# EXERCISE DIRECTIONS:
Extract, in full, each line of the records below that contains the string "wheel".

# RECORDS FOR THE EXERCISE:
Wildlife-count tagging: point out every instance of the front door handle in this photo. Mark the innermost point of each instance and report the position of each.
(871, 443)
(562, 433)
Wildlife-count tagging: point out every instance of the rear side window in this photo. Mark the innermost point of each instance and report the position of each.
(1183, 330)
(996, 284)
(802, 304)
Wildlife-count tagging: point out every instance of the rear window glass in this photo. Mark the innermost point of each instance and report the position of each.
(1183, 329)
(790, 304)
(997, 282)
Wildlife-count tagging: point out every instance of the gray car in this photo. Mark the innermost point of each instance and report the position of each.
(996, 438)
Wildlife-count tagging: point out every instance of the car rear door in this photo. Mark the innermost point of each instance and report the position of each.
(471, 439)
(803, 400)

---

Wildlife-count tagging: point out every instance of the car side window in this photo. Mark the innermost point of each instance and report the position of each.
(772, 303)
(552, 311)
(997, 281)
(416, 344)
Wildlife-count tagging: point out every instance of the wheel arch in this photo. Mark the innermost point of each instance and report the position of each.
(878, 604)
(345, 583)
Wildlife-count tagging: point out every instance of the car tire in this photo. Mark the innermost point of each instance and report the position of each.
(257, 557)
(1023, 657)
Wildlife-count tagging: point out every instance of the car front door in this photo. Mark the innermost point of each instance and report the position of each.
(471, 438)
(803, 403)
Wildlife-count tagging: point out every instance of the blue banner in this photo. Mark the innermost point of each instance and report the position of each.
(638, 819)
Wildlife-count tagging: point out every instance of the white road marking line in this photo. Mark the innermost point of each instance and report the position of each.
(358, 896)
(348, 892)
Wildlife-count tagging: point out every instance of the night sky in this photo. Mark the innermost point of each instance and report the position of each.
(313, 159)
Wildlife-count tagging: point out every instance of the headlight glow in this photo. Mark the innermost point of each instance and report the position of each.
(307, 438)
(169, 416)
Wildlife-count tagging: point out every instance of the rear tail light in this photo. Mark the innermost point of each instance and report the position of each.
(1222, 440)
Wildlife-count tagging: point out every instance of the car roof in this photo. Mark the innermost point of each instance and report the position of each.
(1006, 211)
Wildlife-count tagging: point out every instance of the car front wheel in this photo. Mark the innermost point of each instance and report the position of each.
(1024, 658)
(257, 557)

# FULL ANSWER:
Wildlife-count tagging: point out every instance of the wheel arch in this photo. Mark the innermost point of each instance and report the position of each.
Wildlife-count tagging: point out every instance of the car front wheel in this photo. Mark the innermost point of each instance and report the position of each.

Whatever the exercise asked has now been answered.